- TEXT
►

An Indie Book for Our Time

In 2025, there's one story I can't stop thinking about....

cw: cannibalism, violence, the real world

A woman, known as the Iconoclast, takes the stage. She is a murderer, a villain, and one who has served the Warlord. She steps forward in front of the press, the Warlord’s manor behind her. In one hand, she holds the dictator’s heart; casually, she leans forward and takes a bite.

Up With the Star by Delta M Eske is an indie book that I haven’t been able to stop thinking about, since November of 2024. It’s the Trans Rights Readathon, so I want to take some time to dive into this truly underrated work.

I’ve been thinking about fascism a lot, recently: how do you know when you’re in a fascist state? When is the proverbial frog boiling, and when is it just in a hot bath? Could we say the United States was free when there were still slaves in chains? When consenting adults could be arrested for making love? Does a fascist state need to be fascist to all members? And if the place you are in is fascist— if you exist in a place that is by all accounts doing evil things— can you fix that? How?

Up With The Star is primarily about the new Warlord, a Nameless woman who is sold into slavery in the Dead Nation, a post-apocalyptic collection of warring states that covers most of the Midwest. She is downtrodden: her people threw her out. Her name is gone. And the right hand of the former dictator offers her his power.

The Nameless Warlord takes the offer.

◄

- DATA EXCERPTS

►

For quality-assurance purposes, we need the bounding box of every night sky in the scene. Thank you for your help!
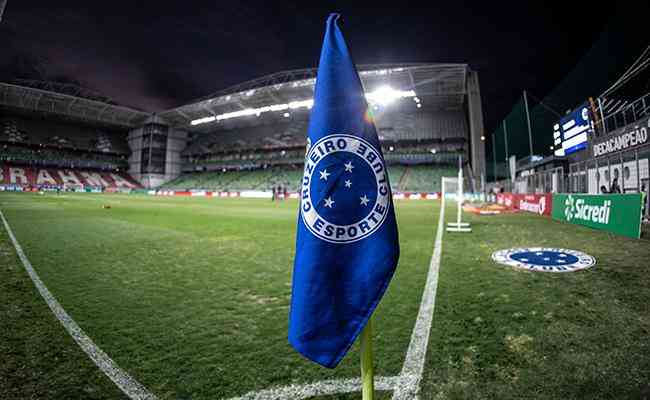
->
[0,0,640,139]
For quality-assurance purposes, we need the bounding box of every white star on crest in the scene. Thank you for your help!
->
[359,194,370,206]
[318,169,332,180]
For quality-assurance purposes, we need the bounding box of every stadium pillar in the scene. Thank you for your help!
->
[0,0,7,22]
[467,70,485,180]
[503,119,509,161]
[492,134,497,182]
[524,90,533,161]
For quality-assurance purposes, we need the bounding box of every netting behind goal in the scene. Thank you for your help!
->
[441,177,462,201]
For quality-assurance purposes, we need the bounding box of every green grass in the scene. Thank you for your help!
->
[423,205,650,399]
[0,193,650,400]
[0,194,437,399]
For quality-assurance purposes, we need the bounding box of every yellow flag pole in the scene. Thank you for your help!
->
[361,317,375,400]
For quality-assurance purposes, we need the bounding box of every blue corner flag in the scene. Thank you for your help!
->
[289,14,399,368]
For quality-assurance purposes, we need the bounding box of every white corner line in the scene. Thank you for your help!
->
[0,210,157,400]
[392,198,445,400]
[228,376,400,400]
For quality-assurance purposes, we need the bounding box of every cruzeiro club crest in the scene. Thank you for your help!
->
[564,195,575,221]
[300,134,390,243]
[492,247,596,272]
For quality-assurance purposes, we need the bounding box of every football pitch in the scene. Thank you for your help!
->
[0,193,650,399]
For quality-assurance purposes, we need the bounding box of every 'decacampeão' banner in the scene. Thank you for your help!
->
[553,193,641,239]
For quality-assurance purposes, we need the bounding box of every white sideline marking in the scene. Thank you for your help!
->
[393,198,445,400]
[228,376,400,400]
[0,211,157,400]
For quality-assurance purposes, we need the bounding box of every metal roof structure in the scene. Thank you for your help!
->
[157,64,469,132]
[0,64,469,133]
[0,82,151,128]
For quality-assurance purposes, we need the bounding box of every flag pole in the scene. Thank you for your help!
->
[361,317,375,400]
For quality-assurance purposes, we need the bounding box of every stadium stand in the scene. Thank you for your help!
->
[0,164,141,190]
[161,165,458,192]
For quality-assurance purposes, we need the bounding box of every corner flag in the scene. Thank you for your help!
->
[289,14,399,368]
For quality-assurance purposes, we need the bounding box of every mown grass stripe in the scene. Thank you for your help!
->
[393,198,445,400]
[0,210,157,400]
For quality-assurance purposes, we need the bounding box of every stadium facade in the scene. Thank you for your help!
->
[0,64,485,188]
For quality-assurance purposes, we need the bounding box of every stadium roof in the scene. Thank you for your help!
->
[158,64,468,132]
[0,82,151,128]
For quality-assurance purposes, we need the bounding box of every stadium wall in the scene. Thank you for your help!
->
[467,71,485,180]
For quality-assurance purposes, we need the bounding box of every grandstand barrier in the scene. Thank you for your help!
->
[553,193,642,239]
[496,193,553,217]
[0,164,140,191]
[146,189,441,200]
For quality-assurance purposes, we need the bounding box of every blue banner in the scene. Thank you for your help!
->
[289,14,399,368]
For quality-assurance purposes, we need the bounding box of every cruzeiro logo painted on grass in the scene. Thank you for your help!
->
[300,134,390,243]
[492,247,596,272]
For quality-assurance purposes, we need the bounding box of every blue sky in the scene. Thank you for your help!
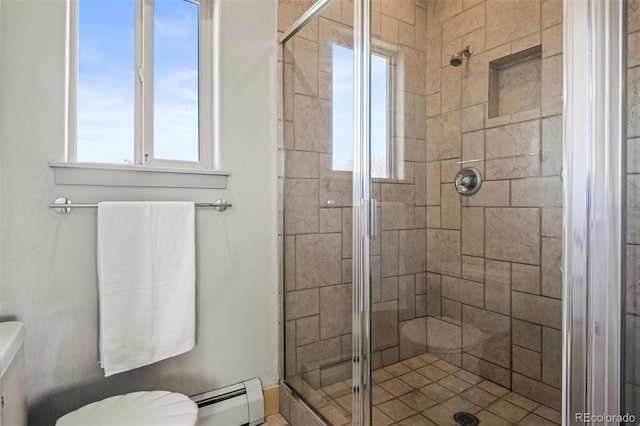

◄

- EXERCISE SET
1 > Please reproduce the text from "Up With the Star by" to "fix that? How?".
2 > How does the text describe the Dead Nation?

- OUTPUTS FOR THE TASKS
1 >
Up With the Star by Delta M Eske is an indie book that I haven’t been able to stop thinking about, since November of 2024. It’s the Trans Rights Readathon, so I want to take some time to dive into this truly underrated work.

I’ve been thinking about fascism a lot, recently: how do you know when you’re in a fascist state? When is the proverbial frog boiling, and when is it just in a hot bath? Could we say the United States was free when there were still slaves in chains? When consenting adults could be arrested for making love? Does a fascist state need to be fascist to all members? And if the place you are in is fascist— if you exist in a place that is by all accounts doing evil things— can you fix that? How?

2 > It is a post-apocalyptic collection of warring states that covers most of the Midwest.